*Fragmento del documento*.
%%
Se ha vallado el lugar en que han caído las bombas, la sangre se ha cubierto con arena; la muchedumbre se afana para recoger, en memoria, fragmentos de los cristales rotos. Todos hacen comentarios, embebecidos, acerca del peso de las bombas; ya ha cristalizado la idea de que las bombas de cincuenta kilos no son para Madrid. Sandías de tal calibre pueden arrojarlas en Calamocha o en Majadahonda —la Chújloma [1]española—. En el café, el camarero, al servir las esferitas del helado dice con gracia: «Una de diez kilos, explosiva, chocolate con ananás...» Los limpiabotas saludan: «Salud y bombas», «Salud y trimotores».

En el jardín del Ministerio de la Guerra, en el lugar en que ha sido muerto el cabo, sobre la hierba arrancada se ha puesto un ramo de rosas rojas. A lo largo de las verjas del jardín, por la calle de Alcalá y por los paseos, fluye el río de la firme vida madrileña. Por la ancha acera resuenan los altos tacones de las compuestas señoritas. Los vestidos, los cinturones, las faldas, los bolsos, están planchados, como siempre, hasta la última doblez; los peinados llevan pomadas y brillantina; cada bucle, cada rizo se sujeta con fijapelo para que no se deshaga, para que no se desprenda en este calor de locura. Cara, labios, pestañas, orejas, uñas están cuidadosamente pintadas; ¿hay algo más pulido que una mujer española en la calle, de paseo? Las llevan del brazo soldados, comandantes y simplemente militares sin título ni grado, vestidos con bastos monos, con gorros de tela o sin gorro, con zapatos sin calcetines, con fusiles, con pistolas, con granadas de mano al cinto. Las señoritas lanzan fulminantes miradas con sus ojos pintados y charlan ruidosamente con voces bajas, algo toscas, agitanadas pero no piensen mal: son doncellas de respetables costumbres y honorables madres de familia. Los paseantes solitarios, los ociosos de café, los chóferes en espera de los pasajeros, lanzan entusiastas exclamaciones a la vista del sexo femenino: «¡Hola, guapa!», «¡Hola, morena!», «¡Hola, rubia!» Lo hacen en serie, automáticamente, de modo que el cumplido juguetón alcanza a veces a una viejecita de ochenta años.

Hay largas colas de amas de casa para recibir azúcar. Dan medio kilo. Faltan patatas, producto que se trae del norte, y carne —los centros ganaderos están en manos de los sublevados—. El aceite de oliva no se ve en Madrid. Hay largas colas para la leche.

La milicia militar no dispone por ahora de su propio servicio de intendencia. Las unidades están adscritas, para su alimentación, a hoteles, restaurantes y cafés, según una distribución determinada. De ahí que en los hoteles más lujosos, a la hora de la comida, esté todo lleno de soldados, haya jolgorio y animación. La comida para ellos se prepara algo peor que para los huéspedes, desde luego, mas por ahora es muy buena, a base de arroz, pescado, carne y grandes cantidades de aceite de oliva. Se da el nombre de pan de munición, para las unidades militares, a un pan blanquísimo, muy pesado, compacto, como el queso.
%%
*Entradas mostradas*.
%%
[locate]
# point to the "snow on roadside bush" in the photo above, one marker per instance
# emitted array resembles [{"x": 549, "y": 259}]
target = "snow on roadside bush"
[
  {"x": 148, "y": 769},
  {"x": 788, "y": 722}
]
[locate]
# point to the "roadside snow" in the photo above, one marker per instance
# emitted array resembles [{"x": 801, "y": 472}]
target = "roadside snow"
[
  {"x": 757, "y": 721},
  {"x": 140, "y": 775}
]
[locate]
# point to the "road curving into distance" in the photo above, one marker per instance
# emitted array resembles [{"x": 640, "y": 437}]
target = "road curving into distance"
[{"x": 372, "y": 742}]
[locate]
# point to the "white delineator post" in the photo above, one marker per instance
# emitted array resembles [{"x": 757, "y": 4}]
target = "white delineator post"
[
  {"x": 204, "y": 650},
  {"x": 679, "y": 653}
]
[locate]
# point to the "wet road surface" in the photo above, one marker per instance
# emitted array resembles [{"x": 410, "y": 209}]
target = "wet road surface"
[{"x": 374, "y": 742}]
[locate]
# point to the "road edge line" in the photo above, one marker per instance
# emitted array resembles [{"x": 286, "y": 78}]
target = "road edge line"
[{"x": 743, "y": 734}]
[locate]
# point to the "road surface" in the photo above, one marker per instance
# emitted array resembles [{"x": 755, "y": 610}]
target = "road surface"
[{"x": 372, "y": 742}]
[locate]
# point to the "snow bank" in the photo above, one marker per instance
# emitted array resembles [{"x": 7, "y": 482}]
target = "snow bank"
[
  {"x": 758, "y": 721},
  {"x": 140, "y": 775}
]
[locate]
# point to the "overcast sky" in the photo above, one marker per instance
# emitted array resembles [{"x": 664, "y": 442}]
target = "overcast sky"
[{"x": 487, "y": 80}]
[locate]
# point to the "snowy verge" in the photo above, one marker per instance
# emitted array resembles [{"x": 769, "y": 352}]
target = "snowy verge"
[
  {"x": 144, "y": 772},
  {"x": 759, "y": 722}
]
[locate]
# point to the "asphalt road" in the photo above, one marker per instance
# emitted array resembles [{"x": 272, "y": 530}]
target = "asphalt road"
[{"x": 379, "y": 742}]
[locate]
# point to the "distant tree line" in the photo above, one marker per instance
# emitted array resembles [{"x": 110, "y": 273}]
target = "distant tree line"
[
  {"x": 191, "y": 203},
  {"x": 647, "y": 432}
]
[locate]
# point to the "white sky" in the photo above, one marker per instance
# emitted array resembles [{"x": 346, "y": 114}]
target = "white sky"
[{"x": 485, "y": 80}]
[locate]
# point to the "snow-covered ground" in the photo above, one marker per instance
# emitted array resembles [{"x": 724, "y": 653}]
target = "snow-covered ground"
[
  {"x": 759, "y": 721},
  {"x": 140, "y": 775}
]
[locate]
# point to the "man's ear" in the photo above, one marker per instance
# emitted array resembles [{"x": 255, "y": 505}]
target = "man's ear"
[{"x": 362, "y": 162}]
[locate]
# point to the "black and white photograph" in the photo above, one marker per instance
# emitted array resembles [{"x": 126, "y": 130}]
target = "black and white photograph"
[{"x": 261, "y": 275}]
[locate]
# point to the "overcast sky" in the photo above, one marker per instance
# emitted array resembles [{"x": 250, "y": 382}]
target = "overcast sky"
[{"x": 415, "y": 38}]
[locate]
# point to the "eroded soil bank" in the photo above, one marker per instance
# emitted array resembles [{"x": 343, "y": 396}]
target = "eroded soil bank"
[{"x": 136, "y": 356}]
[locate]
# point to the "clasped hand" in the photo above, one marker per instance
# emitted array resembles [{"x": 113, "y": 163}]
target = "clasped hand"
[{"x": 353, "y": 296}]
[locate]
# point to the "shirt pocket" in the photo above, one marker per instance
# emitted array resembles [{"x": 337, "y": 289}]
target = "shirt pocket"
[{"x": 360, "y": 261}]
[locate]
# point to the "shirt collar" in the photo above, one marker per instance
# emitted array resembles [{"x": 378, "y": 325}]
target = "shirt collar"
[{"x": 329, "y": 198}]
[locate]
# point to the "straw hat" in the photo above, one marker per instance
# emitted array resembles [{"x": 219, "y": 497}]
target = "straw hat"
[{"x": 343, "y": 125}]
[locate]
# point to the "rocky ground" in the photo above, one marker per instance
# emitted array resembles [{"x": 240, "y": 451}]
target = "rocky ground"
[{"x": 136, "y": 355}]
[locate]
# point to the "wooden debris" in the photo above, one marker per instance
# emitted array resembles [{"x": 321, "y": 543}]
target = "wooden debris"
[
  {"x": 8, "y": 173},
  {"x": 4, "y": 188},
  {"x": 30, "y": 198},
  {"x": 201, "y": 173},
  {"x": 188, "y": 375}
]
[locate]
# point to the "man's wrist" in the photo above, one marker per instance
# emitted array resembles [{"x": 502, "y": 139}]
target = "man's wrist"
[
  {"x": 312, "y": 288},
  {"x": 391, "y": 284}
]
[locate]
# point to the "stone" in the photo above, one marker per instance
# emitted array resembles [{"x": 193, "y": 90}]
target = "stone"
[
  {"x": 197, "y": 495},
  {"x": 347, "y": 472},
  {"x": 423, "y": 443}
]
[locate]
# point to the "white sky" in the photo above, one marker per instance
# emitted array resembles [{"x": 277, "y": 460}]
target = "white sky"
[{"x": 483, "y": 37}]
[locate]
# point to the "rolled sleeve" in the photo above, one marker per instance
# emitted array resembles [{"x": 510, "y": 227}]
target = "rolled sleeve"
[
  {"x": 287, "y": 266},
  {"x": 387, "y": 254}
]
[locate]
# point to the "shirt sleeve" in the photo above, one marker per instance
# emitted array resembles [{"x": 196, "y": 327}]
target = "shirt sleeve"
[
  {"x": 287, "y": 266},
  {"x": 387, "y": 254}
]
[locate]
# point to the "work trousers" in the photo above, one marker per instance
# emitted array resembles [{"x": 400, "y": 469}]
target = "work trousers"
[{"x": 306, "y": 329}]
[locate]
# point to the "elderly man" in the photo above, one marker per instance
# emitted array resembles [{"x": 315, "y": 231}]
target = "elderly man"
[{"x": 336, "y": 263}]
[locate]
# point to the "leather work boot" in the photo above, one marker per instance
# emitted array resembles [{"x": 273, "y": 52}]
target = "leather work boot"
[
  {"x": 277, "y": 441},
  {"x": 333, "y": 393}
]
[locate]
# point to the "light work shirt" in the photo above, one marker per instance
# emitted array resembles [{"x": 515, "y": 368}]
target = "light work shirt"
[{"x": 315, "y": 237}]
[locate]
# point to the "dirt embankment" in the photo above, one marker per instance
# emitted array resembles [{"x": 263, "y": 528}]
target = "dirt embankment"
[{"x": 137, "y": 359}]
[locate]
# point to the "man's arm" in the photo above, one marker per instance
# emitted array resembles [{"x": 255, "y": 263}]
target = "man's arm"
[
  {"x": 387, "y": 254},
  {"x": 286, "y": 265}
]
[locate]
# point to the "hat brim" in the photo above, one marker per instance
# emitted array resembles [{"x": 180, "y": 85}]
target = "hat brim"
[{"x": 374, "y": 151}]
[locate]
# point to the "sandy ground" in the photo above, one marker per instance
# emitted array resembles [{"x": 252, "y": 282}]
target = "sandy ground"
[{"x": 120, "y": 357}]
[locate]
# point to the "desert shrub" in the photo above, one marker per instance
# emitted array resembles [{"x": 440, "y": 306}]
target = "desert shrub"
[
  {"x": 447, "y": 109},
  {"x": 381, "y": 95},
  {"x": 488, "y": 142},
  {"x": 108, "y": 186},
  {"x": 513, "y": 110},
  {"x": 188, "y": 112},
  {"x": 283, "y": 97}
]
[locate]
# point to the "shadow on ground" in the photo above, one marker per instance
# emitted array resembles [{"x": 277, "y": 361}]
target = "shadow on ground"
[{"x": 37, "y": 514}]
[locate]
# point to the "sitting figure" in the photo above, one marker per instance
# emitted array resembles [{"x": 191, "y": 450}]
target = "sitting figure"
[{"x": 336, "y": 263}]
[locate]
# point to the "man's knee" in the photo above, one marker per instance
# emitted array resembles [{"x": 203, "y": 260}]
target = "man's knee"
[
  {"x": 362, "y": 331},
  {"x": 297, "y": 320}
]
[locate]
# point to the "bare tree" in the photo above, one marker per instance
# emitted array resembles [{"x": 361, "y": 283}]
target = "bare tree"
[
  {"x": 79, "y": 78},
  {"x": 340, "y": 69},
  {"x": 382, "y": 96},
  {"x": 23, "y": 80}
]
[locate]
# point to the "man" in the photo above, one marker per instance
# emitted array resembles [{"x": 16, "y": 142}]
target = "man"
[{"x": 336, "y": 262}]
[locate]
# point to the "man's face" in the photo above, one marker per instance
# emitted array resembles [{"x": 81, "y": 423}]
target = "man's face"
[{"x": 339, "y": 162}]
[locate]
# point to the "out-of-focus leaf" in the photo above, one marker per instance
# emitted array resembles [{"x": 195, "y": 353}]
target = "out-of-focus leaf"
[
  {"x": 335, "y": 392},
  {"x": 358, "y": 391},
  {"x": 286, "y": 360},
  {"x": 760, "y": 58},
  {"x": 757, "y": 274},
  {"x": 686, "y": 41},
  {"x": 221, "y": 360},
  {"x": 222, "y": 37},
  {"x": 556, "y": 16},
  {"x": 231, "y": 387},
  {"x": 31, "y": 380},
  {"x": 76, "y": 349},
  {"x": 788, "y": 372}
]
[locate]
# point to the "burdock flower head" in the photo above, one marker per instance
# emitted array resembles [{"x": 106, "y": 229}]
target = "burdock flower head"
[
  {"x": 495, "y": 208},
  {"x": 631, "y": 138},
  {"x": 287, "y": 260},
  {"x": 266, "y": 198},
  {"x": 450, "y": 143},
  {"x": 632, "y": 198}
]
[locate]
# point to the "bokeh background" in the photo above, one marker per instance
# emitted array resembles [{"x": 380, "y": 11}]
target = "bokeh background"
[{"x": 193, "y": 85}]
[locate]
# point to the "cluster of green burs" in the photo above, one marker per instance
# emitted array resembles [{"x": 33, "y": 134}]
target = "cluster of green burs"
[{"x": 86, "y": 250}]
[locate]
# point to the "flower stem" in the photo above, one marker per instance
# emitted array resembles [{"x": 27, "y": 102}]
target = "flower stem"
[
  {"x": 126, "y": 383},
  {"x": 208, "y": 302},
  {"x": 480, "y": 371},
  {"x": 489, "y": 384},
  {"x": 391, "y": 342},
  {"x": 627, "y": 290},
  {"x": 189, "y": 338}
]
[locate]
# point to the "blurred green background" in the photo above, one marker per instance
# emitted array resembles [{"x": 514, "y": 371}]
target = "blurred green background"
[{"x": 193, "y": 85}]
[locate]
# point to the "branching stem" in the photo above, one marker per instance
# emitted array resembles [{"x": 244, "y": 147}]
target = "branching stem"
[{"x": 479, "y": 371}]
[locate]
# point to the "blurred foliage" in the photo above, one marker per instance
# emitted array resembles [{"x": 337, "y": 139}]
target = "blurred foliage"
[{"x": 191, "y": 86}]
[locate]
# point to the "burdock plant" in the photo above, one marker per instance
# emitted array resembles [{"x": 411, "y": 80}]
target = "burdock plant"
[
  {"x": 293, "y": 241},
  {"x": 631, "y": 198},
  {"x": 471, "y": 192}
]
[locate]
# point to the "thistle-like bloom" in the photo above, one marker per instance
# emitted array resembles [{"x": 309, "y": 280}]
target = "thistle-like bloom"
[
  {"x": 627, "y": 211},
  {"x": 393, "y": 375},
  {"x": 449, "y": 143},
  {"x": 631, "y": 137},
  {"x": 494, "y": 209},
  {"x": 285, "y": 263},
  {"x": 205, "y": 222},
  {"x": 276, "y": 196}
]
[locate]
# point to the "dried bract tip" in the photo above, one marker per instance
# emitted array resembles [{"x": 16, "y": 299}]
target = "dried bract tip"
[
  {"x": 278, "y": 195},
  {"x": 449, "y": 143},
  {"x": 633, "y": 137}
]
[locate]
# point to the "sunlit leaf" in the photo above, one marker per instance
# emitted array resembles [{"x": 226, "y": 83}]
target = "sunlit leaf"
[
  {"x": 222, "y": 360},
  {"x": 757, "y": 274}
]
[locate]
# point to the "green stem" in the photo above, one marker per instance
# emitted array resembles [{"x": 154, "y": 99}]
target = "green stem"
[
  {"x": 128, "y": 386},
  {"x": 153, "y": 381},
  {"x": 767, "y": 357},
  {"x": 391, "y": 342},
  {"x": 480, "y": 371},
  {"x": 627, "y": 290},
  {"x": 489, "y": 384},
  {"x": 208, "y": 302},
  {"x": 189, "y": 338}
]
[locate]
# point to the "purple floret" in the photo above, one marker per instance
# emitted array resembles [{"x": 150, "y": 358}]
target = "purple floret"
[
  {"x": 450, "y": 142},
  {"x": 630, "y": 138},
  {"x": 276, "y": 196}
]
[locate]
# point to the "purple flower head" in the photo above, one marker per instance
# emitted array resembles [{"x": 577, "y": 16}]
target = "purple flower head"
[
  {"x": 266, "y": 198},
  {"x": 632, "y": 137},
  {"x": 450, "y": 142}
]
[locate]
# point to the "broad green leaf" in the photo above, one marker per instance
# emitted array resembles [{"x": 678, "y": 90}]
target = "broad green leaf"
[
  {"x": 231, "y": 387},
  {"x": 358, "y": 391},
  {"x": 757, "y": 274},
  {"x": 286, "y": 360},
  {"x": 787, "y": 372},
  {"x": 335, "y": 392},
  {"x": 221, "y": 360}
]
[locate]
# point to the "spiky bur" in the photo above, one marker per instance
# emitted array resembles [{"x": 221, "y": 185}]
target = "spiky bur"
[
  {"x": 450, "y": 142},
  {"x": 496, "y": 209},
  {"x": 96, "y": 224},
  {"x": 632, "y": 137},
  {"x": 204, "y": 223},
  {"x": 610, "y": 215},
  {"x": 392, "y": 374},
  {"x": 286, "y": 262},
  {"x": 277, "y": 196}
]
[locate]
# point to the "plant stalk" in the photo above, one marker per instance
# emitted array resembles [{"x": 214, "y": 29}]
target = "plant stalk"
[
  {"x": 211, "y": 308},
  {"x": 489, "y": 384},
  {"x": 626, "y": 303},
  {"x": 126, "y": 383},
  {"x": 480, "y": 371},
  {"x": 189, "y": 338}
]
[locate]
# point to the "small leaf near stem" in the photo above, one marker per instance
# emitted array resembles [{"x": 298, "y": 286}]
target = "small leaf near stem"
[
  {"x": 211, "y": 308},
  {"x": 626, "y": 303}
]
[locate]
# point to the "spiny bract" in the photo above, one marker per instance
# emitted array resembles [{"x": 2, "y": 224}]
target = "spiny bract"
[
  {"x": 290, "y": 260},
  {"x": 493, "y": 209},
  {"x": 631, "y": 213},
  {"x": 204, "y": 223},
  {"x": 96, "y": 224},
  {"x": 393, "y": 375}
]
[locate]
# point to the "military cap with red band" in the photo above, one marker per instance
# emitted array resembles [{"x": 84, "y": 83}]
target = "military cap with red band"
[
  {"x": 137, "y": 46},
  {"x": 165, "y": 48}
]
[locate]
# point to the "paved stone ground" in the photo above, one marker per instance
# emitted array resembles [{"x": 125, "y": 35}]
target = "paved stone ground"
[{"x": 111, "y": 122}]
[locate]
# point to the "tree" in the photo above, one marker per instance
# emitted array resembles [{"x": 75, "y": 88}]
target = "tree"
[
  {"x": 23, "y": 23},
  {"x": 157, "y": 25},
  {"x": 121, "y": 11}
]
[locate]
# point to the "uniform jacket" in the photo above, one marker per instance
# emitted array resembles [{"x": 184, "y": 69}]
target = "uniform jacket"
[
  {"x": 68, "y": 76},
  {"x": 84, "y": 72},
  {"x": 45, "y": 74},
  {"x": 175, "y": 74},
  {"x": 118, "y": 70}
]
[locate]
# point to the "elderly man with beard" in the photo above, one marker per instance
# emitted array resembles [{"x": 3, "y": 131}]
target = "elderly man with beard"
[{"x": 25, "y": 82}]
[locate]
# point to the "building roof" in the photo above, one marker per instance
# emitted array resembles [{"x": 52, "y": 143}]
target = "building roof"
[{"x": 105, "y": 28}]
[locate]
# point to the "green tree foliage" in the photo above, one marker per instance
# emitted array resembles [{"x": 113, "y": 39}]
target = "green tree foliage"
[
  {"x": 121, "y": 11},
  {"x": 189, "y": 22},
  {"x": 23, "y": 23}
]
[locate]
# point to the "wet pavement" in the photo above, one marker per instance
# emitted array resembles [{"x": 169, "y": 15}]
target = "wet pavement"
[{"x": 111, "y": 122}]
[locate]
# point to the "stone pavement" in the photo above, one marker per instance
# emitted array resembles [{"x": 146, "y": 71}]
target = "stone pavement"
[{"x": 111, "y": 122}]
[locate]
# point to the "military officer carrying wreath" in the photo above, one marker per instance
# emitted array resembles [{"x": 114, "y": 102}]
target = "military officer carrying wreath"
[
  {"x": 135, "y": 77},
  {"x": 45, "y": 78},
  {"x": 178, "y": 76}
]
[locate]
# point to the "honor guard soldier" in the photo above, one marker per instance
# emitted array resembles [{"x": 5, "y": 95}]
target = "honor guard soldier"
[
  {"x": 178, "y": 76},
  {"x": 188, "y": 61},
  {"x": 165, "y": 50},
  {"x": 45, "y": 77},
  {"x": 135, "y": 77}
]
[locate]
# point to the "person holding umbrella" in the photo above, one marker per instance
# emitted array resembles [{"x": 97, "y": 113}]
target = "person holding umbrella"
%%
*Ejercicio escrito A*.
Actualiza el fragmento sobre el Madrid en guerra cambiando "pan de munición" por "pan de tropa": empieza en las palabras "La milicia militar" y detente después de "como el queso.".
*Ejercicio escrito B*.
¿Qué dice el fragmento sobre el Madrid en guerra acerca de lo siguiente?
(i) ¿Con qué se ha cubierto la sangre en el lugar donde cayeron las bombas?
(ii) ¿Qué se ha puesto sobre la hierba arrancada en el jardín del Ministerio de la Guerra?
(iii) ¿Cuánto azúcar dan a las amas de casa que hacen cola?
*Ejercicio escrito C*.
¿Puedes continuar el fragmento sobre el Madrid en guerra a partir de su última oración?
El material proviene de otra fuente.

*Resultado del ejercicio A*.
La milicia militar no dispone por ahora de su propio servicio de intendencia. Las unidades están adscritas, para su alimentación, a hoteles, restaurantes y cafés, según una distribución determinada. De ahí que en los hoteles más lujosos, a la hora de la comida, esté todo lleno de soldados, haya jolgorio y animación. La comida para ellos se prepara algo peor que para los huéspedes, desde luego, mas por ahora es muy buena, a base de arroz, pescado, carne y grandes cantidades de aceite de oliva. Se da el nombre de pan de tropa, para las unidades militares, a un pan blanquísimo, muy pesado, compacto, como el queso.

*Resultado del ejercicio B*.
(i) Con arena.
(ii) Un ramo de rosas rojas.
(iii) Medio kilo.

*Resultado del ejercicio C*.
Las tiendas están todas abiertas al comercio, los precios no han subido, sólo que no hay modo de encontrar en ninguna parte plumas estilográficas ni material fotográfico. En los días de la sedición y en los siguientes, se desvalijaron en un santiamén las armerías, las tiendas de fotografía y de objetos de escritorio. En esta guerra se sacarán muchas fotografías y se escribirá mucho.

No hay automóviles particulares, no hay taxis; tampoco es posible comprarlos. Han puesto a mi disposición un coche requisado Auto-plan, una excelente limusina. El chófer, Dámaso, está siempre escuchando la radio del coche. Hoy, mientras se transmitía una aria de tenor, ha lanzado un silbido, ha vuelto la cabeza y me ha guiñado un ojo.

—¡Canta el amo!

—¿Qué amo?

Resulta que el coche pertenece (¿pertenecía?) al famoso cantante AngeliUo, que se dedica al repertorio ligero.

—¿Y dónde está?

—Aquí, en Madrid. Ya ve, canta por radio. Es un gran partidario de la República. A menudo va también al frente, canta ante la milicia del pueblo.

—¿Y por qué le han quitado el coche?

—Esto no lo sé. Le he prometido que le cuidaría la limusina, pero, desde luego, no estoy obligado a hacerlo, porque el coche ya no es suyo.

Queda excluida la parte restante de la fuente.